• What is required:
Please write out the records from the start through the line containing "[46,187,96,280]", including both ends, and repeat every request unchanged. Scale each box coordinate in the answers by 1.15, rounding to whole numbers with halves rounded up.

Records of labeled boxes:
Start
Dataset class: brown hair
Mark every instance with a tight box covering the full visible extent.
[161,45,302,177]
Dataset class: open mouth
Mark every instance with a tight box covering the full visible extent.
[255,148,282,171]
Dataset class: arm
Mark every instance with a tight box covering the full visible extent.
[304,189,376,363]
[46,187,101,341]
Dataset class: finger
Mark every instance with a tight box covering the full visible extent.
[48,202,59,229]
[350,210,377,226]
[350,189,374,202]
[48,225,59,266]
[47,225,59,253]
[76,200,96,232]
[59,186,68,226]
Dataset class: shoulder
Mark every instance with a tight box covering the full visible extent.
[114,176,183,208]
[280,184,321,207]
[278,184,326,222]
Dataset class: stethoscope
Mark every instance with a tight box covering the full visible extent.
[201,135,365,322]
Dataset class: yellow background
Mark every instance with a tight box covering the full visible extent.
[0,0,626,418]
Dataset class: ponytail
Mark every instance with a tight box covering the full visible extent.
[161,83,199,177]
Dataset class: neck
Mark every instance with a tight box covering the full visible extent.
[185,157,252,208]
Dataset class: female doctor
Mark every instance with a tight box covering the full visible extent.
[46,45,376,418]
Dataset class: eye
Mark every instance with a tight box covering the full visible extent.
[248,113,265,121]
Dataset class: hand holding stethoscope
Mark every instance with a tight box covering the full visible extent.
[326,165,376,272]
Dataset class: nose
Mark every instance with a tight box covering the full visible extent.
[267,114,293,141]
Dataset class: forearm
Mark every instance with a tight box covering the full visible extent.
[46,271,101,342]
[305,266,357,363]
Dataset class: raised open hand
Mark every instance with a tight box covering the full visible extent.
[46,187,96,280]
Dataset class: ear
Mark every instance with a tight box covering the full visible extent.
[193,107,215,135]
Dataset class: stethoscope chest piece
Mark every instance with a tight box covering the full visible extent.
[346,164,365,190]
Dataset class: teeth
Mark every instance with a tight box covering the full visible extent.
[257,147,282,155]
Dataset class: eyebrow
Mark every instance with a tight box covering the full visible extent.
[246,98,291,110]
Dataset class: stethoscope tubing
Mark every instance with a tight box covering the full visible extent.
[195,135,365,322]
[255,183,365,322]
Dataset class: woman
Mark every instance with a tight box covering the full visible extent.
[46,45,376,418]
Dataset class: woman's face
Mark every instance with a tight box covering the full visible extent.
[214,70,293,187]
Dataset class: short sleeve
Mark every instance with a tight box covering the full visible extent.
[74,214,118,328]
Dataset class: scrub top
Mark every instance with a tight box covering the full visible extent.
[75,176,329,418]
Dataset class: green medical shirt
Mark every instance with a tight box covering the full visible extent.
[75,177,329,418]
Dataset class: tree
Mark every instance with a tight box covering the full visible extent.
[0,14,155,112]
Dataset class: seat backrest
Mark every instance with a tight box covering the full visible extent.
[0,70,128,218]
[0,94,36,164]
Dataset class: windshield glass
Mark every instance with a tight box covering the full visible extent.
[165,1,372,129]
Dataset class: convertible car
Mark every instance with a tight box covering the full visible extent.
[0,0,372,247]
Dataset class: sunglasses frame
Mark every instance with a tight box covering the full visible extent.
End
• The solution:
Dataset class: brown hair
Mark every instance with a tight box covering the full visible extent.
[185,52,347,204]
Dataset class: open mouth
Mark every instance with a tight box covering the full visible extent.
[293,170,324,197]
Dataset class: arm
Mark every instance with a tight box covering the full visible extent.
[350,217,432,417]
[53,215,116,392]
Dataset class: finger
Mark every instance with a tight box covering the full visible extent.
[55,232,68,263]
[403,242,434,260]
[403,217,430,232]
[55,259,68,306]
[54,259,68,291]
[87,230,110,267]
[68,214,78,260]
Dataset class: shoulder
Mark every instance with a tight box covering the full visible extent.
[131,202,210,239]
[322,212,369,238]
[320,212,375,255]
Dataset class: stethoscope
Mark every instance with a tight box covering the full visible extent.
[231,155,420,370]
Dataset class: yellow background
Mark every instance with a tight box covering the full visible extent.
[0,0,720,481]
Dataset class: ponytail
Mark every instance with a tight box covering the full visible extent.
[185,95,229,204]
Dataset class: neck
Mark every instance with a tight box covering the full visible extent.
[213,181,290,239]
Dataset class: female doctor
Mark every instance with a tight box covering the full visible extent.
[53,52,432,481]
Dataset class: eye
Mark every instance with a tight box covering the full visible extent.
[285,130,305,139]
Dataset class: hand holding stethoscope
Mark every instance with a tight box covering the full visible extent.
[375,190,432,313]
Dataset class: nose
Mark every instance with a tight box covering the full visible extent.
[307,131,337,162]
Dataset class: forearm
Mark every instance with a tight box covering the full visible extent.
[53,312,116,393]
[351,306,411,417]
Dataset class: raised open hand
Mark every instance with a tight box covering the full visible extent.
[53,215,110,322]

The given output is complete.